La guerra en el Golfo ha agravado tantos viejos problemas internacionales, como el control de los suministros mundiales de petróleo, la suerte del pueblo palestino, toda la relación de Israel con sus vecinos árabes, las relaciones entre el Occidente cristiano y el mundo islámico, etcétera, que es difícil determinar qué problema es el más agudo, cuál tiene más necesidad de la inmediata atención mundial. Dos noticias en The International Herald Tribune del 5 de febrero han reforzado mi constante creencia de que la más importante de las muchas cuestiones es la prohibición y la destrucción controlada de las existencias de todas las armas nucleares, químicas y biológicas.Para empezar cito a George Will, probablemente el columnista conservador más inteligente e independiente que escribe hoy día en Estados Unidos. "La única vez que se han utilizado las armas nucleares ha sido contra la población civil de una potencia no nuclear con el propósito de ahorrar vidas. La utilización fue moralmente correcta: ahorró violencia, salvando quizá más de un millón de vidas, militares y civiles. Las razones para la utilización de armas nucleares tácticas contra objetivos puramente militares (por ejemplo, fuerzas blindadas iraquíes concentradas) podrían ser al menos tan fuertes como las razones para los bombardeos de Hiroshima y Nagasaki".

****************************************

RETO
Cita íntegro el fragmento sobre la guerra del Golfo y las armas nucleares. El material que aparece a continuación es independiente del fragmento.

EXTRACTO DE DATOS
****************************************

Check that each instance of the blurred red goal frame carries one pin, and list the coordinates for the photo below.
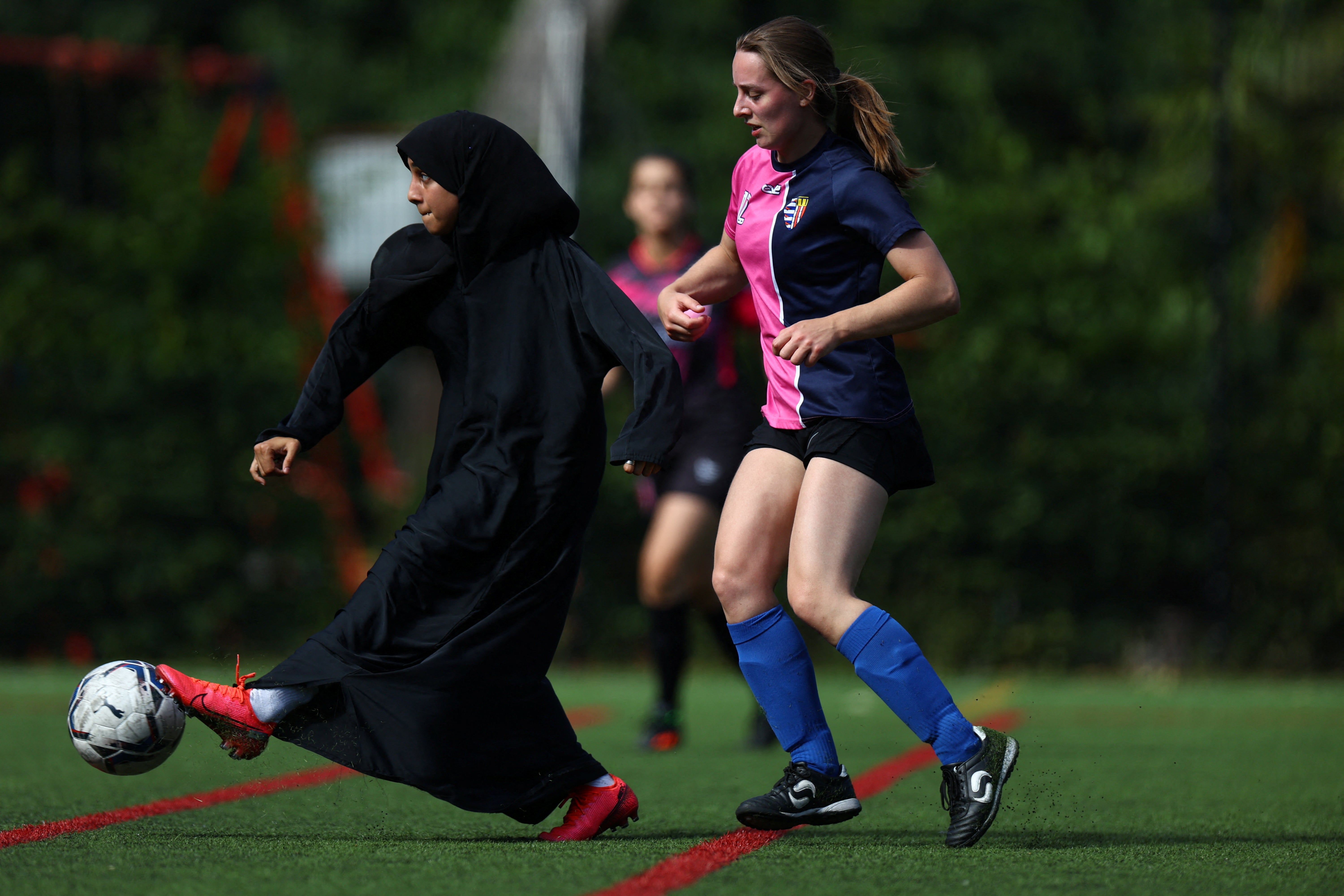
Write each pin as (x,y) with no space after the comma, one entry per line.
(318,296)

****************************************

SOLUCIÓN ESCRITA
La guerra en el Golfo ha agravado tantos viejos problemas internacionales, como el control de los suministros mundiales de petróleo, la suerte del pueblo palestino, toda la relación de Israel con sus vecinos árabes, las relaciones entre el Occidente cristiano y el mundo islámico, etcétera, que es difícil determinar qué problema es el más agudo, cuál tiene más necesidad de la inmediata atención mundial. Dos noticias en The International Herald Tribune del 5 de febrero han reforzado mi constante creencia de que la más importante de las muchas cuestiones es la prohibición y la destrucción controlada de las existencias de todas las armas nucleares, químicas y biológicas.Para empezar cito a George Will, probablemente el columnista conservador más inteligente e independiente que escribe hoy día en Estados Unidos. "La única vez que se han utilizado las armas nucleares ha sido contra la población civil de una potencia no nuclear con el propósito de ahorrar vidas. La utilización fue moralmente correcta: ahorró violencia, salvando quizá más de un millón de vidas, militares y civiles. Las razones para la utilización de armas nucleares tácticas contra objetivos puramente militares (por ejemplo, fuerzas blindadas iraquíes concentradas) podrían ser al menos tan fuertes como las razones para los bombardeos de Hiroshima y Nagasaki".